(Dataset records)

* * * * *

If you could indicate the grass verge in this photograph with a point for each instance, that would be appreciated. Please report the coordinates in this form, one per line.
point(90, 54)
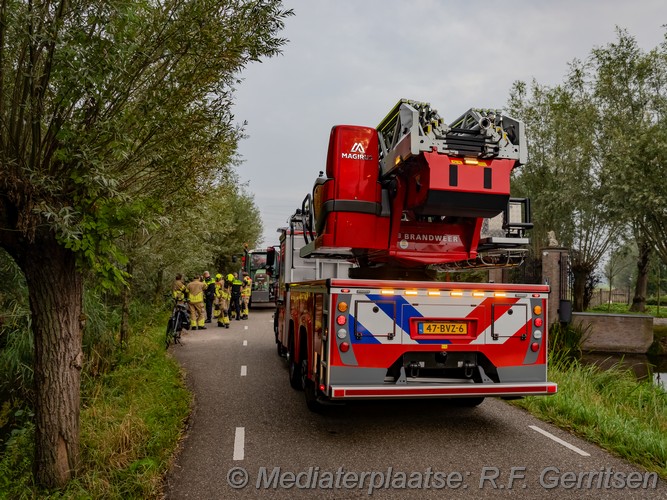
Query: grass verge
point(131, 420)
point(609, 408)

* * * * *

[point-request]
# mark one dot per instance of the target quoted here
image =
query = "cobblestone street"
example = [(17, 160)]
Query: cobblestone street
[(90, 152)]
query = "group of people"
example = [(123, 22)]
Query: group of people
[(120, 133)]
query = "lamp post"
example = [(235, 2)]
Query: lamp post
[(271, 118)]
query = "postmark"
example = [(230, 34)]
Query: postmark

* * * * *

## Exercise brief
Please write out the rows from the line with "If you could" to the line with "point(609, 408)", substituting "hedge" for every "grass verge" and changing nothing else. Leave the pictures out of your answer.

## Finished task
If you could indicate the hedge in this photograph with a point for each instance, that would be appreciated. Please report the coordinates in this form, one per line.
point(90, 54)
Query: hedge
point(131, 420)
point(609, 408)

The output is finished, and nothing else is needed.